§ **WHAT NEEDS TO BE DONE**
From the records below, print exactly the lines starting at the one containing "mirror, I would be grateful." and ending at the one containing "faucet, I would be grateful.", ends included, and nothing else.

(Data records)
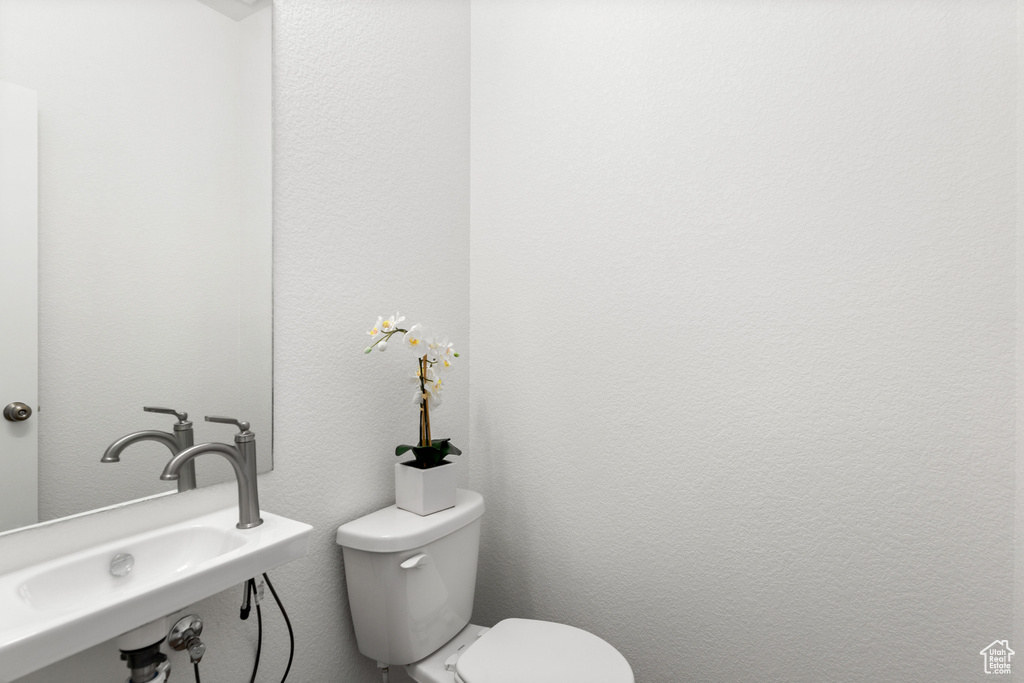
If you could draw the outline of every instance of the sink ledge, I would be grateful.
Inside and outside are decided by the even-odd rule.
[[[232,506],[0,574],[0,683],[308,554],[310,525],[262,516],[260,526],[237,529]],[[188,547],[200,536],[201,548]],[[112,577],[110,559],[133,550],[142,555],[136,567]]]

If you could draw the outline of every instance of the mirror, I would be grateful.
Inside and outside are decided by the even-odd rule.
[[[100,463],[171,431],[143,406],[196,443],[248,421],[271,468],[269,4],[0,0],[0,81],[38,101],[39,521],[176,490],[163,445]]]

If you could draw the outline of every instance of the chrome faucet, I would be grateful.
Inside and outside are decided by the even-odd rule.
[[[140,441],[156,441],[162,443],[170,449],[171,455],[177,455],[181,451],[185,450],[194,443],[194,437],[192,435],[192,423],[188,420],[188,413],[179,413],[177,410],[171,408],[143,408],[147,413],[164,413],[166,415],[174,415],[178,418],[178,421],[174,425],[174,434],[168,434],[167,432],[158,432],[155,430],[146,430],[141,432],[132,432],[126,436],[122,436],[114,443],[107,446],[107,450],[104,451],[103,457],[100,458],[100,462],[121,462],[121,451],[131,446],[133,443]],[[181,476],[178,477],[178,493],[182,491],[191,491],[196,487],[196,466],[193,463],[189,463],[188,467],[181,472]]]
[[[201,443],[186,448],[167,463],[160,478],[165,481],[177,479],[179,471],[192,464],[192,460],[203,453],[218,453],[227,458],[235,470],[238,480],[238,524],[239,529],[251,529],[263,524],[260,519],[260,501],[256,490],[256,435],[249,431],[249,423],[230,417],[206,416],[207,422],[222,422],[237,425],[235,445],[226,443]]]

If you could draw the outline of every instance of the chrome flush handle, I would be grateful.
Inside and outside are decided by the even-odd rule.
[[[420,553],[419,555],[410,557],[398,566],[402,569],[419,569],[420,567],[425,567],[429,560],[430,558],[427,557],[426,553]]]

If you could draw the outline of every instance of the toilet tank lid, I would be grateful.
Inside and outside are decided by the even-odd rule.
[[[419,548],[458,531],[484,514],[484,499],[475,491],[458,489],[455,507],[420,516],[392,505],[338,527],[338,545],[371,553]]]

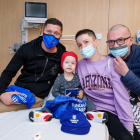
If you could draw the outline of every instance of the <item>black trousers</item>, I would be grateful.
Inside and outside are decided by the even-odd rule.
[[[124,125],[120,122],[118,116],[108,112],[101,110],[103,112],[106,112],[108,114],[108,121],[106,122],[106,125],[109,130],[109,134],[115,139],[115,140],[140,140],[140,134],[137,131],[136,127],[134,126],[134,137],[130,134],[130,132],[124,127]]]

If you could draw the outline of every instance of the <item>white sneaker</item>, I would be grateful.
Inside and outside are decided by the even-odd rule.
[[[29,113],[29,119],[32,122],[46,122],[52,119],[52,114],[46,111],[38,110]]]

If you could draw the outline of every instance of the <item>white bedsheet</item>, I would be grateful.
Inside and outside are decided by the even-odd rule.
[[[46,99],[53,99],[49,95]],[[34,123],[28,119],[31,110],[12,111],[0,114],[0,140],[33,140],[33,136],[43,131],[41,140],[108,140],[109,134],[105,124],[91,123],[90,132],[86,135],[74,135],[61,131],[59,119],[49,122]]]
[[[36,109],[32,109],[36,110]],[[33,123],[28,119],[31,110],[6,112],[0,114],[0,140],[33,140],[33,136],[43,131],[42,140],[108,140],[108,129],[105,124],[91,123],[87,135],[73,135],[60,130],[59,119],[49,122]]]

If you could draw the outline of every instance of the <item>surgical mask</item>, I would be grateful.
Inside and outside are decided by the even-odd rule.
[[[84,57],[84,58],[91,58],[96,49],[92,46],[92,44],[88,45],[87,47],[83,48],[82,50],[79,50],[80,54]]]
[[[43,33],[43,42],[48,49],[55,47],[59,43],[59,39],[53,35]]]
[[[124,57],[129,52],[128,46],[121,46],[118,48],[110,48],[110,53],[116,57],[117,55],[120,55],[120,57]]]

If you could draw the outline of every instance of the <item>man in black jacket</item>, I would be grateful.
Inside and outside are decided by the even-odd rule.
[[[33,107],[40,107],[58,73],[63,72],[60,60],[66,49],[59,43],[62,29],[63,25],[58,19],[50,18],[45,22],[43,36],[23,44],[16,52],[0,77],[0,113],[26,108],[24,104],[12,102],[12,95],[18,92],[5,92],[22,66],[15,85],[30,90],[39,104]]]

§ **SOLUTION TO THE PROBLEM**
If you could draw the outline of every instance of the mirror, I would be grateful.
Inside and outside are decided by the even-odd rule.
[[[100,463],[171,431],[143,406],[196,443],[248,421],[271,468],[269,4],[0,0],[0,81],[38,101],[39,521],[176,490],[163,445]]]

If you could draw the outline of every instance of the chrome faucet, I would be grateful.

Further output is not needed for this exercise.